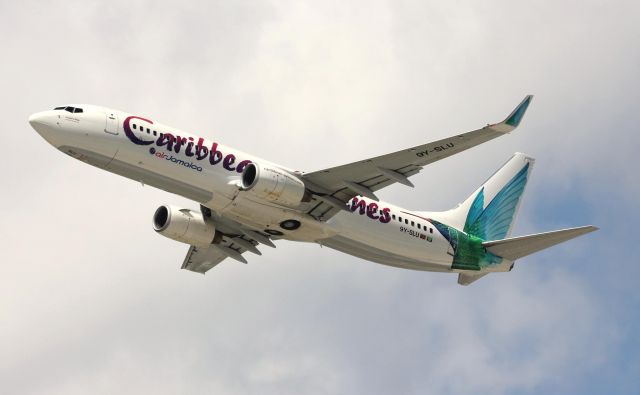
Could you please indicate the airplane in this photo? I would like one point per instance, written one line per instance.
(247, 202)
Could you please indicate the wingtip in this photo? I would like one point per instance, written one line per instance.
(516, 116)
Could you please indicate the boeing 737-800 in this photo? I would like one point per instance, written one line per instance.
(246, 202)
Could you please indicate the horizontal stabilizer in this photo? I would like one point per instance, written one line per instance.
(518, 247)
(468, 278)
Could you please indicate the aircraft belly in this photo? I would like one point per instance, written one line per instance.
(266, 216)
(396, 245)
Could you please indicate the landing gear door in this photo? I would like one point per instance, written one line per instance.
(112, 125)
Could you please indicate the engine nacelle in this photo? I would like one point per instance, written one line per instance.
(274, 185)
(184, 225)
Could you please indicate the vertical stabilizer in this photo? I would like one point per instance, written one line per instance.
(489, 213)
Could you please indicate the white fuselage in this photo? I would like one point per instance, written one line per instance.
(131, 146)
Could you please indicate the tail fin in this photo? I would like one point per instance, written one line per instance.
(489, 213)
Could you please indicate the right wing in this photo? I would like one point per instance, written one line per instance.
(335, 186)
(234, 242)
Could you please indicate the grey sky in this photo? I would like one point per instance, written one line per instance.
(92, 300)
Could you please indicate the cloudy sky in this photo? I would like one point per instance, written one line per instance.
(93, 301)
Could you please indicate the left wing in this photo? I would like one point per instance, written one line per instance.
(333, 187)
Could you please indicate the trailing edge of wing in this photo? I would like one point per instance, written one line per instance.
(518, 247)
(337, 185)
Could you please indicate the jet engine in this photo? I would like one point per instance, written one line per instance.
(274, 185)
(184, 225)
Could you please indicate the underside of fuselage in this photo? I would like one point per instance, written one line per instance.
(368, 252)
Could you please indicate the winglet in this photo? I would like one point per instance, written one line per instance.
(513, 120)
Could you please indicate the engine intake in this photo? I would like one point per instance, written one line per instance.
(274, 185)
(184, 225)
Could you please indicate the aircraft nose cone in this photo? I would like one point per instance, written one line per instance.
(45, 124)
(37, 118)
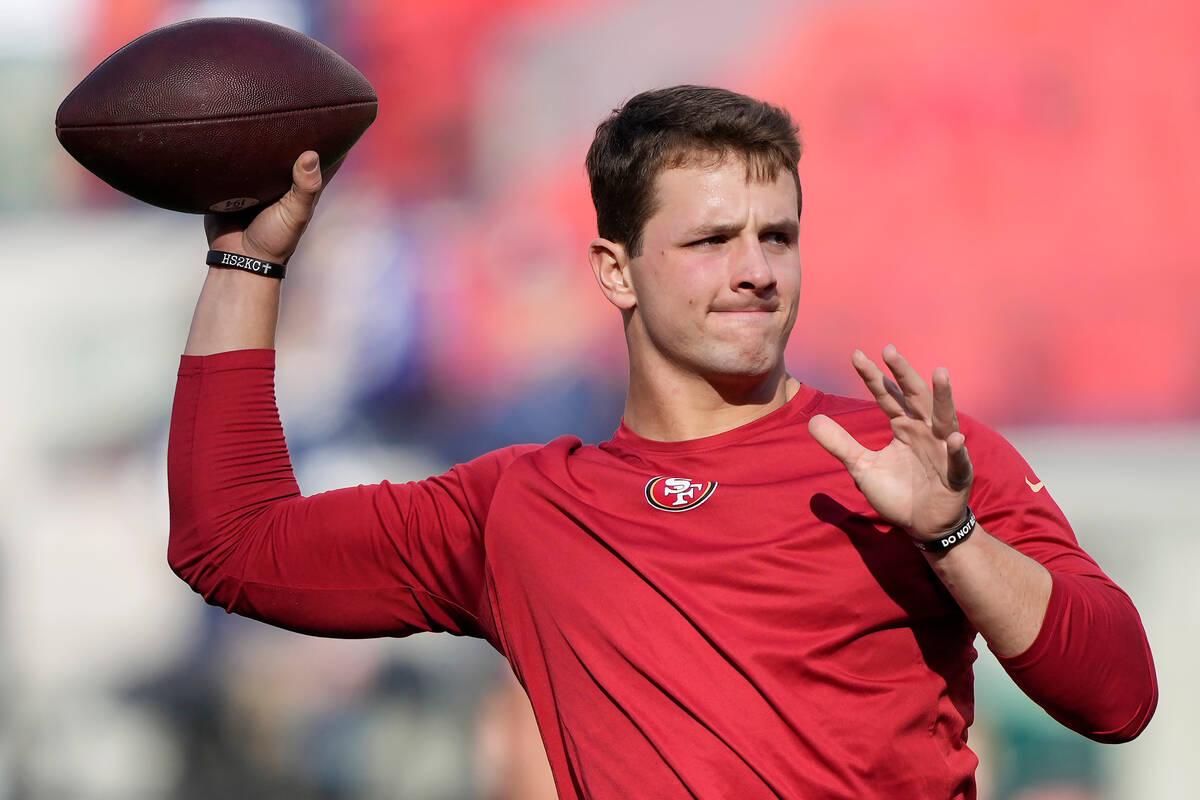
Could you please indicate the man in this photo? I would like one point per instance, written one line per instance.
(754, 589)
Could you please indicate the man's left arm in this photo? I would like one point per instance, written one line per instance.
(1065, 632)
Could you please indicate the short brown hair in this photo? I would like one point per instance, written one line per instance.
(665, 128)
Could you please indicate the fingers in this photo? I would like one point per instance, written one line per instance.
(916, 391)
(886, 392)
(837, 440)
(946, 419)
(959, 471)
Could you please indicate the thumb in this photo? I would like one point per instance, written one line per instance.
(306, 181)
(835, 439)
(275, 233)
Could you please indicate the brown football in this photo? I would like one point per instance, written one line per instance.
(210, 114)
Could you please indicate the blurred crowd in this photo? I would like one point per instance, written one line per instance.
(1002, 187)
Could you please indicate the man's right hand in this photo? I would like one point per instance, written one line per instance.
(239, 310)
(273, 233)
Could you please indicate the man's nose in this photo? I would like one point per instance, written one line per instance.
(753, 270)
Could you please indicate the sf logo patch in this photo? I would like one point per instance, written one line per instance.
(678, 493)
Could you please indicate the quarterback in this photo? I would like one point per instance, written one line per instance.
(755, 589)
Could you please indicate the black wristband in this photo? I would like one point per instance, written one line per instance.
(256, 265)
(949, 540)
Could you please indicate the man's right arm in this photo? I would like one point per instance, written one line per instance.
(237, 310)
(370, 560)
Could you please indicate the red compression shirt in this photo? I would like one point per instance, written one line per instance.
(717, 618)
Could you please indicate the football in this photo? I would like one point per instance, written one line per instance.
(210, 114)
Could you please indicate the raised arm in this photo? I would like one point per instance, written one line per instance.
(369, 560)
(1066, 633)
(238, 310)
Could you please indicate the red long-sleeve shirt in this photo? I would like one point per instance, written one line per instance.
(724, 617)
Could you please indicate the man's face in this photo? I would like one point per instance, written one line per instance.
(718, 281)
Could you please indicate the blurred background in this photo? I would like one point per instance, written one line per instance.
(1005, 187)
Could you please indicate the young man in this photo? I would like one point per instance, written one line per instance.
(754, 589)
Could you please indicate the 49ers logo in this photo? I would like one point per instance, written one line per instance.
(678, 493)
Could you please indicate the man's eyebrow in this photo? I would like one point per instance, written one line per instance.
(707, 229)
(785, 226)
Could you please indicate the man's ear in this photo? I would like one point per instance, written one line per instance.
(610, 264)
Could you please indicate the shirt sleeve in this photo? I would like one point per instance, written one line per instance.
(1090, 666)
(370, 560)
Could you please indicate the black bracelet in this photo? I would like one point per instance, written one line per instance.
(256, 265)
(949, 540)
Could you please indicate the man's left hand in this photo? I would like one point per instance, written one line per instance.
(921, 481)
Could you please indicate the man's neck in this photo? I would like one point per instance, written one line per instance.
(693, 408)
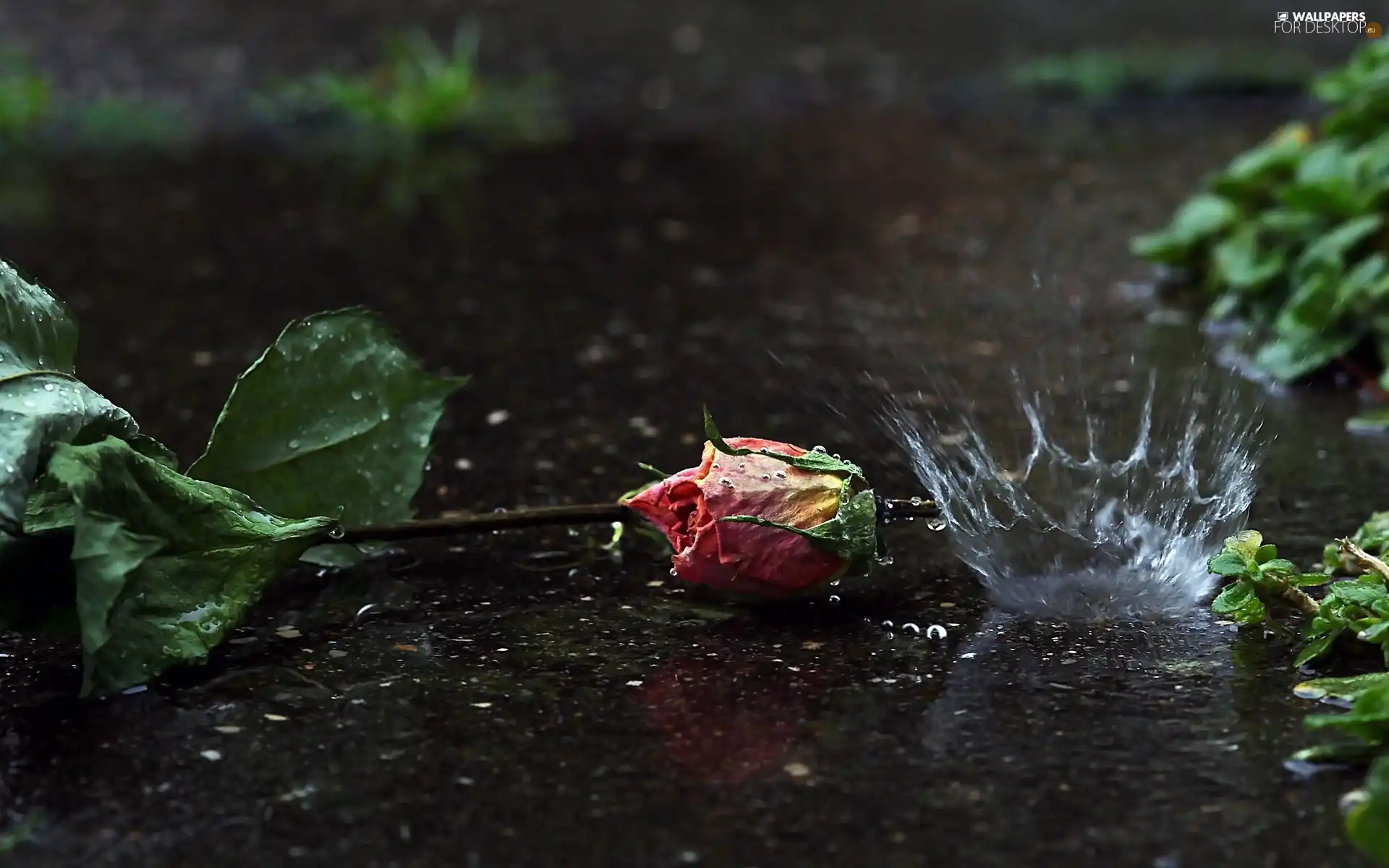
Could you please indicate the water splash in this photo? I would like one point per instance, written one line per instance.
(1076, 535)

---

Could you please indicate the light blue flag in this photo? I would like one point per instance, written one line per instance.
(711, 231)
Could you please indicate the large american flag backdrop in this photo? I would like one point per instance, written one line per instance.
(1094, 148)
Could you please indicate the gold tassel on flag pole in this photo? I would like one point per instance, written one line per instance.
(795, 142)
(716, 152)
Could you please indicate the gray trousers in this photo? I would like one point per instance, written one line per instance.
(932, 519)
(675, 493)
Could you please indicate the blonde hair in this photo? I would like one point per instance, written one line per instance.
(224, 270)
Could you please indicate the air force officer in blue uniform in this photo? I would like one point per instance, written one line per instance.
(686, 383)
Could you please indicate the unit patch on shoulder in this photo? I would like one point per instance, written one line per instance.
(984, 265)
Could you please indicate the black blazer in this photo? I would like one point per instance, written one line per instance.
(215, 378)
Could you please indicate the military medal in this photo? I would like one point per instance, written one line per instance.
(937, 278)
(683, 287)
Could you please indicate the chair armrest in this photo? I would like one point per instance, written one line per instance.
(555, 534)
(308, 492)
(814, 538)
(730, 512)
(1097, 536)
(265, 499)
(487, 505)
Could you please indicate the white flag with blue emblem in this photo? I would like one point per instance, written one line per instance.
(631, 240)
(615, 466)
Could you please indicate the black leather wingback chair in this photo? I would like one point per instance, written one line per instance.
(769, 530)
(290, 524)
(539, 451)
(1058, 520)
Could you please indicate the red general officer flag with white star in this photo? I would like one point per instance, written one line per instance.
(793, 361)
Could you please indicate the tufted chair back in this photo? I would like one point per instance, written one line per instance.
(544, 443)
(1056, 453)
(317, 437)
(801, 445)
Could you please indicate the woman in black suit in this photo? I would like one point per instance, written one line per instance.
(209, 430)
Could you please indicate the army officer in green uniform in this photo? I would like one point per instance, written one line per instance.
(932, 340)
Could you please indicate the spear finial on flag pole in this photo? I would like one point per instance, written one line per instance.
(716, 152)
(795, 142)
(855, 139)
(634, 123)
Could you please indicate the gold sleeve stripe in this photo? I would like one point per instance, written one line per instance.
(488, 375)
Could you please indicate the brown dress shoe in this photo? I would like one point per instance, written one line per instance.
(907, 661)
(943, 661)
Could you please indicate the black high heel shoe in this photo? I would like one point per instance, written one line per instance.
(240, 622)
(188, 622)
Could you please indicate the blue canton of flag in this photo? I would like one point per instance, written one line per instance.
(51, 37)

---

WHAT THE TASK REQUIRES → Tally the lines of the data above that contain the string "pole". How many are there? Reply with the number alone.

WRITTEN REPLY → 2